--- begin Given text ---

Greyskull High*

*The school’s name has been changed for the sake of anonymity.
(c) cinderellasg/Flickr

They stare. Stare at the new guy in the cheap suit. Thirty-two Glaswegian teenagers with gelled hair and fake tans, stinking of Lynx, chewing gum and fiddling with phones. They stare at you, in your new shoes, taking notes in wobbly handwriting. You stand in the corner. Avoid eye contact. An imaginary force pins you against the wall, next to the door. You cannot cross that boundary. That is their territory, not yours. They smirk. Sneer. Talk about you in barely disguised whispers. “Who the f…?” “Looks like a…”

You scribble in your notepad. You are here to observe. You write down thoughts on the layout of the room, the seating plan, the lighting, the wall displays, the way the pupils enter, the distribution of resources, the temperature, the lack of plant life, the stains on the floor, the graffiti on the desks, the smell, the noise from the corridor, the ratio of girls to boys, the lack of school uniform, the worrying amount of teenage thigh on display. Still, they stare. The teacher ambles to the front of the room, shouts at them to shut up. They carry on talking. The teacher shouts again. “This is Mr Gillespie!” he yells, pointing at you. “He’s a student teacher, and he’s going to be spending some time with the class. Say hello.”

Student teachers spend eighteen weeks on placement in schools. They take up to 70% of a full timetable. They plan lessons, create resources, mark assignments, set homework, attend parents’ nights, mete out discipline. They spend these days lecturing, questioning, shouting, smiling, laughing, farting, stamping, clapping, singing, stuttering, sweating, writing, ticking, crossing, counting and cursing. They don’t get paid. They borrow classes from established teachers to learn their trade. Sometimes the established teachers sit at the back of the room taking notes, interfering with lessons or reading the newspaper. Sometimes the established teachers squirrel themselves away in the staffroom or go round the corner to Starbucks. No two lessons are ever the same for the student teacher.

When the bell rings on my first day I feel physically sick. I have not been in a classroom since I left school nine years ago. My placement is at Greyskull High in one of the toughest areas of Glasgow, surrounded by schemes plagued by unemployment, drug abuse and casual violence. I am supposed to observe for the first week, but the thought of being exposed to these streetwise kids, these spitting, swearing, posing kids, has kept me awake at nights. What will they make of me, with my fauxhawk hairstyle and leather manbag? Can I engage them, hold their attention? I am not a PE teacher, who can run them ragged on the football pitch, or a technical teacher who will let them play with soldering irons and chisels. In my class they will not learn to cook meals or blend paints. Nothing hands-on. I am an English teacher, armed with powerpoints on Shakespeare, spelling mnemonics and a bank of creative writing prompts. What will they make of it? Can I harness these little people, these lunatic children, with the power of a perceptive metaphor? Have they heard of a simile before? Do they care?

The first surprise is that the bell to mark the start of the day doesn’t sound like a bell at all. There’s no elongated, bristling ring heralding the children to class. Rather, the bell beeps like a lorry in reverse. The school building’s relatively modern, with an intercom system through which the headteacher can address the whole school from the comfort of her office. There’s a smartboard in every room, an expensive and potent piece of kit which no teacher actually knows how to use.

--- end Given text ---

## Exercise set:
1) According to the Greyskull High text, how many weeks do student teachers spend on placement in schools?
2) Print the part of the Greyskull High text that opens with the words containing "Student teachers spend" and closes with "the student teacher.".
3) Proceed with the Greyskull High text from the point where it stops.
The lines after this are not needed.

--- begin Given information ---

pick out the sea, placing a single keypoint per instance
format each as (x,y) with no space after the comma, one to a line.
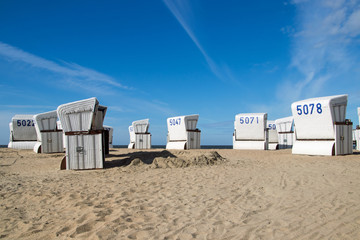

--- end Given information ---

## Responses:
1) Eighteen weeks.

2)
Student teachers spend eighteen weeks on placement in schools. They take up to 70% of a full timetable. They plan lessons, create resources, mark assignments, set homework, attend parents’ nights, mete out discipline. They spend these days lecturing, questioning, shouting, smiling, laughing, farting, stamping, clapping, singing, stuttering, sweating, writing, ticking, crossing, counting and cursing. They don’t get paid. They borrow classes from established teachers to learn their trade. Sometimes the established teachers sit at the back of the room taking notes, interfering with lessons or reading the newspaper. Sometimes the established teachers squirrel themselves away in the staffroom or go round the corner to Starbucks. No two lessons are ever the same for the student teacher.

3)
In the first lesson I observe, the classroom teacher sits with me at his desk while the pupils supposedly work on essays. “The problem with these kids,” he says, “is that they’ve got no attention span. A total inability to concentrate. They spend all night playing computer games or sitting on Facebook, then spend all day drinking energy drinks and eating sweets. Their brains are messed up. They can’t focus on anything for any amount of time.”

The teachers are well aware of the environment that the pupils at Greyskull High come from. You’re supposed to call it an “interesting” catchment area, or a “particular socioeconomical background”, and really what you’re saying is that the place is an utter hole. A ridiculous number of the kids are on free school meals allowance, but don’t use it for fear of being stigmatised. Some of the kids live in care, others probably should but don’t. Some of them are carers themselves. You see the state of the clothes they wear to school, the hygiene and cleanliness of them, and you realise that if nothing else, when they come to school they should be safe, given attention, listened to. That’s your priority, forget Dulce et Decorum Est and bloody Pythagoras. If a kid’s not done homework you ask yourself if homework’s a big part of this kid’s home life, and if there’s someone to help him with it, and if there’s even a pencil at home. There’s no point shouting. You’re there to help the kids out and that doesn’t always mean battering them to death with grammar and punctuation lessons.

In the last lesson of my first day at the school, I sit in with some senior pupils who have basically just stayed on because they can’t get into college or find a job. They seem to have reached a truce with the teacher—don’t bother us with too much work and we won’t give you a hard time. I’m being all keen and enthusiastic, still scrawling down notes on everything I see. There are two boys sitting well apart from the others at the front. I ask the teacher why they’re separated from the rest of the class.

“Paul,” he tells me, “is sitting on his own because he has extremely violent tendencies. There’ve been a few incidents and it’s best that he’s on his on. But he’s a nice guy.”

I look at Paul. He has spiky hair. His shirt is untucked. He looks like a typical sixteen-year-old—a bit spotty, a bit lanky, not quite comfortable yet with the skin he’s growing into. But there’s something weird about his eyes. They dart, glaze over. His cheeks go red because he knows we’re talking about him.

“The other boy, Humza,” says the teacher, pointing at the other isolated pupil, “stays up all night playing Call of Duty. So when he comes in here he just sleeps.”

“You’re kidding?”

“Nope. He’s been spoken to by the headteacher, by social services, everyone. He’s a total addict. So he just comes in and has a nap.”

Humza’s sitting there, still wearing his jacket and schoolbag. His head’s hanging forward. There’s nothing on his desk. Paul looks at Humza and spits on the floor.

In general the kids are brilliant; alert, cheeky, naive, cocky and daft. One girl tells me her grand plan is to save up five pounds a month until she’s twenty-three and then move to America, because she hates the rain. She’s got it into her head that life over the pond is all Californian beaches and Floridian sunshine. I tell her some areas in the States get as much rain as Glasgow. She thinks I’m lying.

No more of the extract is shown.